### What needs to be done
Every line containing the word "loose" must be pulled from the records.

Stored data
§ §

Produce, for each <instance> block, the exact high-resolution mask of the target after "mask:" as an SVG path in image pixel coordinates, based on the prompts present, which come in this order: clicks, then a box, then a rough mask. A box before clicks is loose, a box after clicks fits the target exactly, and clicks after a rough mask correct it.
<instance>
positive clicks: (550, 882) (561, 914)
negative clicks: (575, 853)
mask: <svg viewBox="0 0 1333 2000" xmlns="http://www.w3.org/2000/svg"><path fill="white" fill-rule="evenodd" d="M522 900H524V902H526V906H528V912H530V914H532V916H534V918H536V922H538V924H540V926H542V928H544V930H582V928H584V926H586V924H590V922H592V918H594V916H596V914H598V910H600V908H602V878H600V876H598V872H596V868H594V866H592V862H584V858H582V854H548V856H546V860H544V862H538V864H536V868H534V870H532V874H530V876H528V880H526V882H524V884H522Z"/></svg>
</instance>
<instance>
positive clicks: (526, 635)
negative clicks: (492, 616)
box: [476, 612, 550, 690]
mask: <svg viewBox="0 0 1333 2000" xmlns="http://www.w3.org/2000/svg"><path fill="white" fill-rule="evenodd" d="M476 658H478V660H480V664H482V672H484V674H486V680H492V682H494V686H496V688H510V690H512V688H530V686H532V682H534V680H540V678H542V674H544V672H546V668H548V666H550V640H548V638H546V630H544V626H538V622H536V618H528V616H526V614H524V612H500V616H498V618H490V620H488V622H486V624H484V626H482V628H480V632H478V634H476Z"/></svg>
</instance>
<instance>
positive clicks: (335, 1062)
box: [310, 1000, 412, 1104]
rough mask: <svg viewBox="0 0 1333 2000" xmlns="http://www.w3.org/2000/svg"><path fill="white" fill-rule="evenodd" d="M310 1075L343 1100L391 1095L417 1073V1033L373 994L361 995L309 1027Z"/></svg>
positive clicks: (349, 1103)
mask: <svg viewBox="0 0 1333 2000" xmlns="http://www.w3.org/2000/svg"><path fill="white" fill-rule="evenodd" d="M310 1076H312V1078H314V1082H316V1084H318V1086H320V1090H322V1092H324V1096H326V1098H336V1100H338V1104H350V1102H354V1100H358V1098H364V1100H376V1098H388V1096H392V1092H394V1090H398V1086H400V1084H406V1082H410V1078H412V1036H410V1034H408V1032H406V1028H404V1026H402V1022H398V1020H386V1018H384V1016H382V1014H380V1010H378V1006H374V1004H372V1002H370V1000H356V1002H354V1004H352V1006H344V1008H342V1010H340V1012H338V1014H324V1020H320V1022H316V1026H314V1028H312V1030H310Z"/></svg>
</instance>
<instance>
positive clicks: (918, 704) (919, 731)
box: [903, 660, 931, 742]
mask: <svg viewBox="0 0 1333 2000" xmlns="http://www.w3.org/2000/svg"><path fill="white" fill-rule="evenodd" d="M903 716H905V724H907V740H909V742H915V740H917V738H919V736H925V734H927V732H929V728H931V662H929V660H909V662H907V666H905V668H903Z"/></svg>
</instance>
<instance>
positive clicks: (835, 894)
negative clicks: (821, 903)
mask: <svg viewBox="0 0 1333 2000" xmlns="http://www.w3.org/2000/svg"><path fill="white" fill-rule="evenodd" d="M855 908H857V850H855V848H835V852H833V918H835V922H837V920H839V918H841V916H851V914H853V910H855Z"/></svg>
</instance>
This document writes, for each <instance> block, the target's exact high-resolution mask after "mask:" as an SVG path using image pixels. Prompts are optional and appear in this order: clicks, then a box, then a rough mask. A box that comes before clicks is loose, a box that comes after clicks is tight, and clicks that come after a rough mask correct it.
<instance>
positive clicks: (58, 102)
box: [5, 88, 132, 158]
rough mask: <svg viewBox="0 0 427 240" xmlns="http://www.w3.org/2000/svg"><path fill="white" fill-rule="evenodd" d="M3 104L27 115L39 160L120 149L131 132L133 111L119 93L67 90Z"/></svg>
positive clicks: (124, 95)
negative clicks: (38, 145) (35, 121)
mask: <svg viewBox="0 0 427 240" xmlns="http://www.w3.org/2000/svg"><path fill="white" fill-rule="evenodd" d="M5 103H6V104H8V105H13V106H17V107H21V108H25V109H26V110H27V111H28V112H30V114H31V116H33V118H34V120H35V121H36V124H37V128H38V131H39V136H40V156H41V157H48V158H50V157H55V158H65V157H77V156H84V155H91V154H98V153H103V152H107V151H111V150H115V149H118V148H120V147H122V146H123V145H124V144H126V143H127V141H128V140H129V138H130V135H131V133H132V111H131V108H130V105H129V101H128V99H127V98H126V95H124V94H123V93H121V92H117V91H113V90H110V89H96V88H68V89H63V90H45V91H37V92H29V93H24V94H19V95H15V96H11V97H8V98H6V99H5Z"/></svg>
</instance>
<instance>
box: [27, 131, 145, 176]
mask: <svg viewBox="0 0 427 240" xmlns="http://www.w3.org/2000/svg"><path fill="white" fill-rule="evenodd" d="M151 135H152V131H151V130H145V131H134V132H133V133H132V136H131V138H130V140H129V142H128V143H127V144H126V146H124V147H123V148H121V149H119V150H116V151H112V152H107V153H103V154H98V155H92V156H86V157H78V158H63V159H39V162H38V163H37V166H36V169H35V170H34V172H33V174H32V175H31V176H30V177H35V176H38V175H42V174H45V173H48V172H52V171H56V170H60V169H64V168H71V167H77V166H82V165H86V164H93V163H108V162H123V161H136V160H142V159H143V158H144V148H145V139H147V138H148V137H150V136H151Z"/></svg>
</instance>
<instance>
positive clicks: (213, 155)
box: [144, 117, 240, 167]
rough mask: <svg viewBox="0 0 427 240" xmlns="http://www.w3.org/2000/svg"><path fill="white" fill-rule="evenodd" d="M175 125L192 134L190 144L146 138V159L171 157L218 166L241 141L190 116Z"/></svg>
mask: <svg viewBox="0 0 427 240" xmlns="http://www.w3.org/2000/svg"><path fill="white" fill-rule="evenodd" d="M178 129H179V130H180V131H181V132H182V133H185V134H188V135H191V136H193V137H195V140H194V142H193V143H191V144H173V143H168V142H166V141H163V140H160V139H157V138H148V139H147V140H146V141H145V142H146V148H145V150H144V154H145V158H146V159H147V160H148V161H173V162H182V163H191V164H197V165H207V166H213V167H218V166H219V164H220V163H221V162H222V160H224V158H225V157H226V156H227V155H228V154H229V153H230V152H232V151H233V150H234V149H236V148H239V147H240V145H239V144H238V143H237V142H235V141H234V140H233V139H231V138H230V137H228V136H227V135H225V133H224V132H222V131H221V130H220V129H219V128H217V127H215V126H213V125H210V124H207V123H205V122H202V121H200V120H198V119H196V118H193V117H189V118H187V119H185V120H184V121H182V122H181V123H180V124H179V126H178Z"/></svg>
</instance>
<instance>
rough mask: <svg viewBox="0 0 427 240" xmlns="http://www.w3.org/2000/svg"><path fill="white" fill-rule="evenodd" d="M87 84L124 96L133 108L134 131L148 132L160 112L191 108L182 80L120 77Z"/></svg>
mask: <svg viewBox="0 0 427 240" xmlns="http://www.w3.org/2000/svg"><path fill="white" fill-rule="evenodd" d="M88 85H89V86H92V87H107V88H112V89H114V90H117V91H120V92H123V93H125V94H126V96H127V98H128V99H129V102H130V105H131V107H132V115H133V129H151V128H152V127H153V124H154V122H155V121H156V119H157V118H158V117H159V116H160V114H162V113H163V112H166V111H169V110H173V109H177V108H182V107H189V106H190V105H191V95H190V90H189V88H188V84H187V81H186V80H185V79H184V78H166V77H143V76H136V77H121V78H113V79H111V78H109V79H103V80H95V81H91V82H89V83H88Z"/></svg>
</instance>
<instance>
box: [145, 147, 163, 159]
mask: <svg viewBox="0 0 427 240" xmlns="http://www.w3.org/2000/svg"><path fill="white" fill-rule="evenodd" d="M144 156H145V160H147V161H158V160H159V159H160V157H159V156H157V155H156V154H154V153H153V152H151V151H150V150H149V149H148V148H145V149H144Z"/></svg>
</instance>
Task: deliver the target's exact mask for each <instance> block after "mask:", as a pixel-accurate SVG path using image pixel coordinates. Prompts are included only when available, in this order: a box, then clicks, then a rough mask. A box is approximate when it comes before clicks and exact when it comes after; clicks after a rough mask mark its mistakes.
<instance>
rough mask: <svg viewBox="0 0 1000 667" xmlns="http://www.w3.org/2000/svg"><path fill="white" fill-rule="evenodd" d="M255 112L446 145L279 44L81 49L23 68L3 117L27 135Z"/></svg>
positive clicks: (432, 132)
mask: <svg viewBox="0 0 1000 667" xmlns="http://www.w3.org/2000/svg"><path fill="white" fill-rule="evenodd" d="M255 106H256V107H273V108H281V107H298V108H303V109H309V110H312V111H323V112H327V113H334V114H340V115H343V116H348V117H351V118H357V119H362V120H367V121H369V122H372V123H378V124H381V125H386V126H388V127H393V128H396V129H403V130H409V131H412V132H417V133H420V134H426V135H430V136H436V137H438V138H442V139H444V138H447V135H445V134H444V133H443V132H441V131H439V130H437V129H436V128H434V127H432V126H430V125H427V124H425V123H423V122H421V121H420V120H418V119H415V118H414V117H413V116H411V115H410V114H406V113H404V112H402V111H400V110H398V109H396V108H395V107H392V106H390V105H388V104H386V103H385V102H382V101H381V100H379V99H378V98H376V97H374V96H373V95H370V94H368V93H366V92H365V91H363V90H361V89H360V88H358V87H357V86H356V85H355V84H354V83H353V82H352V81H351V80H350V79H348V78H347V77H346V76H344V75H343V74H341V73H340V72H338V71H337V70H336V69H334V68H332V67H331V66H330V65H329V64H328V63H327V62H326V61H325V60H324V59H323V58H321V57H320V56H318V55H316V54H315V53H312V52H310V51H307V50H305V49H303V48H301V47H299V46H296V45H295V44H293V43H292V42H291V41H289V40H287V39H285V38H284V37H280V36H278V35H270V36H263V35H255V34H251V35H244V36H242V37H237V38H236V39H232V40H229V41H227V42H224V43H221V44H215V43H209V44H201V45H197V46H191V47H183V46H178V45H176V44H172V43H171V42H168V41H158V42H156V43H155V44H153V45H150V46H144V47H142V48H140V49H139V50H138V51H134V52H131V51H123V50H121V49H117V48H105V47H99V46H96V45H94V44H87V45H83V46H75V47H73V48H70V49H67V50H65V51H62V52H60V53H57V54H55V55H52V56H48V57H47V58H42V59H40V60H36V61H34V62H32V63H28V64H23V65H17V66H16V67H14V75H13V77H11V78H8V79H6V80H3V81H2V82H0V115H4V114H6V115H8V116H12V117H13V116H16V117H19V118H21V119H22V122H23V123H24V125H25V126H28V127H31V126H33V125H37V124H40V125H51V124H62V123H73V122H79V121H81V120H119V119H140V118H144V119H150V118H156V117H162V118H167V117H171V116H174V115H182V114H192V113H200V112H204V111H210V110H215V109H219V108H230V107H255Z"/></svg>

§ §

### Output for this task
Produce, for each <instance> block, the exact high-resolution mask of the target after "mask:" as an SVG path in image pixel coordinates, based on the prompts present, which come in this order: clicks, then a box, then a rough mask. A box before clicks is loose, a box after clicks fits the target exactly, and clicks after a rough mask correct it.
This document writes, for each <instance> block, the target's exact high-resolution mask after "mask:" as an SVG path using image pixels. Prompts are optional and appear in this order: clicks, then a box, then a rough mask. A box that comes before clicks is loose, a box that comes after clicks is tight, and clicks that come after a rough mask correct it.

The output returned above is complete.